• [Task directions]:
Could you reproduce the Lawrence Welk passage word for word, starting with "He’s supposed to" and going on through "me a little."?

• [Text excerpt]:
---

He’s supposed to eat a little something every three hours.
He looks at his watch. “We haven’t eaten now since one
o’clock.”
That even scares me a little.
Finally, the taping is over. I ride to the hotel with Lawrence,
the Prentice Hall man, and the publisher’s local representative.
Lawrence and I sit in the back seat of the car together, holding
hands and talking quietly.
There is nothing suggestive in his behavior. Welk is just so immediately
likeable, so naturally does the affection of others flow toward
him even on brief acquaintance, that he takes it as his due, and
returns it. I never have been a Welk music fan and never will be,
but my admiration for the man is great.
“How do you think you would like a life like this, touring
around from place to place?”
“I could never do it,” I reply. “Where do you
get the energy? Everyone wants so much from you. It’s as if
you belong to everyone.”
He squeezes my hand. “You know, my daughter Shirley called
me up this morning. And she said, ‘Dad, why are you doing
this? Why are out going out on another trip? You don’t have
to do this.’”
“She worries about you.”
“Yes.” But that is all he says and I answer my own
question. He does it because something in him tells him he has to
do it. Whatever propelled a 21-year-old boy with four years of education,
who could speak no English, who could read no music, to drive himself
until he became the most popular bandleader in history, and a multi-millionaire–
whatever propelled him then is propelling him still.

---

• [Dataset excerpts]:
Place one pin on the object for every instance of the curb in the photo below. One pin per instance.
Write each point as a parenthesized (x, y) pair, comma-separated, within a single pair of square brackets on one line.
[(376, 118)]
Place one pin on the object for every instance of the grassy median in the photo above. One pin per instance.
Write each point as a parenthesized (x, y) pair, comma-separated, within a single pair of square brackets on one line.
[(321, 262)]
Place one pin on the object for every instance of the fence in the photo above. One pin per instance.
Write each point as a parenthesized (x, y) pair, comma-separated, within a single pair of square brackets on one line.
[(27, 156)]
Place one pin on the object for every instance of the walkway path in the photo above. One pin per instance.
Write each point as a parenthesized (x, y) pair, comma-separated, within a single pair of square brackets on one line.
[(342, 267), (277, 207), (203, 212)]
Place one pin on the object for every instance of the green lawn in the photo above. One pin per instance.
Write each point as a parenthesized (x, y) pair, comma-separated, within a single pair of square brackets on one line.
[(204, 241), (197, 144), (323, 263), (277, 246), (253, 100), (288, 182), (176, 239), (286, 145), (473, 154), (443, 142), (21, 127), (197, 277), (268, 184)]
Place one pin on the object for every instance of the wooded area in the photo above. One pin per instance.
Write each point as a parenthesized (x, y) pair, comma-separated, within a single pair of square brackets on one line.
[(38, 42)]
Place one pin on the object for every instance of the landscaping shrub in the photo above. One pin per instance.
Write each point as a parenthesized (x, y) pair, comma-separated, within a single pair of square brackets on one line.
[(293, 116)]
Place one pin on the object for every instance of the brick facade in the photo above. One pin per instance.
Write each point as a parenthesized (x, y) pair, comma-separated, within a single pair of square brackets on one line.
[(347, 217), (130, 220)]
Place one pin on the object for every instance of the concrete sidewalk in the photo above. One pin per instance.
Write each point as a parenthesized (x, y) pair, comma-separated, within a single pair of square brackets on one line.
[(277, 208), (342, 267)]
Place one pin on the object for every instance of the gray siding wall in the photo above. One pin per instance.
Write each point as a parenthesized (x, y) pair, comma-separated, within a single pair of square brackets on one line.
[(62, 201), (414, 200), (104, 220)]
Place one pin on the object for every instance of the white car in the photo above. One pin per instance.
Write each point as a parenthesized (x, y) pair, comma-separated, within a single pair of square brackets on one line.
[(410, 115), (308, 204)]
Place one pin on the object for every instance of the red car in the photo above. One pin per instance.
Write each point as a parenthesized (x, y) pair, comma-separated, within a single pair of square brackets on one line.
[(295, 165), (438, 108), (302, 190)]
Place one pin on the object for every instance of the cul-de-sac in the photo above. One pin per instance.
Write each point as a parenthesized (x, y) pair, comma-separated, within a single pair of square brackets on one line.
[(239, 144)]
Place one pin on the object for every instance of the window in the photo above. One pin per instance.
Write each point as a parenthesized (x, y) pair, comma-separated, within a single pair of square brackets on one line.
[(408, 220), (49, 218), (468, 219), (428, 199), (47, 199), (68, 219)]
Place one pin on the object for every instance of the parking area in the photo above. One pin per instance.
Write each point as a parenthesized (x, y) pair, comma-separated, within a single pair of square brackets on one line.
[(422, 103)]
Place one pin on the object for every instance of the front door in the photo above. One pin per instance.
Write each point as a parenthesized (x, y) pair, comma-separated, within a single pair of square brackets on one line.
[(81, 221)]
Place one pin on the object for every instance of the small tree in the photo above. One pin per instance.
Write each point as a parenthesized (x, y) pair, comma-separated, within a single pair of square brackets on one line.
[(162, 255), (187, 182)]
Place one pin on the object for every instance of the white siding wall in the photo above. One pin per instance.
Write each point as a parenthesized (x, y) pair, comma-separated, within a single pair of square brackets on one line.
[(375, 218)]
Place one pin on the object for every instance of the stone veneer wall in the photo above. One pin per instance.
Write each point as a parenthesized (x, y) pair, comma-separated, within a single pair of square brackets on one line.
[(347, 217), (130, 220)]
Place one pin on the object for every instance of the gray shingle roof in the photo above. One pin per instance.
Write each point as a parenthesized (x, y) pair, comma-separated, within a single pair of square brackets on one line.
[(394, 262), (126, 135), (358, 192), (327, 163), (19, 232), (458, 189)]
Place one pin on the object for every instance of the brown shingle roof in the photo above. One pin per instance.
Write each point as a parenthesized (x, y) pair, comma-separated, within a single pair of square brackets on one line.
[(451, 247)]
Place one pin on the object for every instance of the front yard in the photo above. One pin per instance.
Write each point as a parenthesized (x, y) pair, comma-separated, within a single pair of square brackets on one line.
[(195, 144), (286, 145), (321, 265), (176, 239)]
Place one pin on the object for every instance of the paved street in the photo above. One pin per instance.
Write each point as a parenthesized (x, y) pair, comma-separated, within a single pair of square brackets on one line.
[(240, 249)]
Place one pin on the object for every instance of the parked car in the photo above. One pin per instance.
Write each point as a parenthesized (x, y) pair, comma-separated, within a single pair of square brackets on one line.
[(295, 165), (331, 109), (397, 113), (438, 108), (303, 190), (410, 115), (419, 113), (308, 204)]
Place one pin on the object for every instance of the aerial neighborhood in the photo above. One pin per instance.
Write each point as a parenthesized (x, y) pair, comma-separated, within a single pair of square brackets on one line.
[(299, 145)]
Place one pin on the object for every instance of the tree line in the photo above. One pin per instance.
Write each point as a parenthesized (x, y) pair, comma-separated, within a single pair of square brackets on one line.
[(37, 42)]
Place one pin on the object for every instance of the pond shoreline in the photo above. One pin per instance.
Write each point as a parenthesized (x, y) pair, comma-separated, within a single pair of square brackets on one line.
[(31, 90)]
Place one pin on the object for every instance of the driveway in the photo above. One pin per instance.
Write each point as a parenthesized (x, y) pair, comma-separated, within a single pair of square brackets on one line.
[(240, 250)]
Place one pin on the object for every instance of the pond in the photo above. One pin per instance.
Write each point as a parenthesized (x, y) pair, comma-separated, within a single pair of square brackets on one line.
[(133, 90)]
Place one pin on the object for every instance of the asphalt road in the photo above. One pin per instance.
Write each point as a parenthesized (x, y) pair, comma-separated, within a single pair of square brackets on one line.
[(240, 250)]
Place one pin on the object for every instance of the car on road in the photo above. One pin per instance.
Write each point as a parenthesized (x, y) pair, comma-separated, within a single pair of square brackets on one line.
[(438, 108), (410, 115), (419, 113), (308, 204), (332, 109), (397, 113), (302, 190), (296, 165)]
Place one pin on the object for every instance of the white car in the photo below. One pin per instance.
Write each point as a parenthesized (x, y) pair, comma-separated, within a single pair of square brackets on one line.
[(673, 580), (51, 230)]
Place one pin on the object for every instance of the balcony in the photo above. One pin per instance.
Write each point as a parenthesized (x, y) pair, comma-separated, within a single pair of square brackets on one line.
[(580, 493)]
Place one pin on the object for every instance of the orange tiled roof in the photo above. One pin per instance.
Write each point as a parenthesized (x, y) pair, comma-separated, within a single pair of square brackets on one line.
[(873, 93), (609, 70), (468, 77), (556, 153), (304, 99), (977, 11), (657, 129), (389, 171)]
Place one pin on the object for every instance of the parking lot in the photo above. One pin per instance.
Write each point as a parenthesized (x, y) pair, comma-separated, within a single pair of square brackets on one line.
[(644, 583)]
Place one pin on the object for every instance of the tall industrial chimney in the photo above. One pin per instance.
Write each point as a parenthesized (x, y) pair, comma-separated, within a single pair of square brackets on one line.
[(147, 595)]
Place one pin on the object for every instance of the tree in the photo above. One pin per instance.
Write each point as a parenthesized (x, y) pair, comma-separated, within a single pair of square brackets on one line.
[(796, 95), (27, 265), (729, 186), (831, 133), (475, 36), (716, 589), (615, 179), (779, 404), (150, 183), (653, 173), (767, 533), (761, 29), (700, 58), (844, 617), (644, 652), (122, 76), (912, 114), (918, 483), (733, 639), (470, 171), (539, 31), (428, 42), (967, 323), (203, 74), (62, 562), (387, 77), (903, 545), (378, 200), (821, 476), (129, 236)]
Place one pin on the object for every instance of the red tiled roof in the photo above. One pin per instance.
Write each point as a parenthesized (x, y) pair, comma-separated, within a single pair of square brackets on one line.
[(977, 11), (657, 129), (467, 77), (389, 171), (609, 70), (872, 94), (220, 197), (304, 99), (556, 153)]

---

• [Exercise answer]:
He’s supposed to eat a little something every three hours.
He looks at his watch. “We haven’t eaten now since one
o’clock.”
That even scares me a little.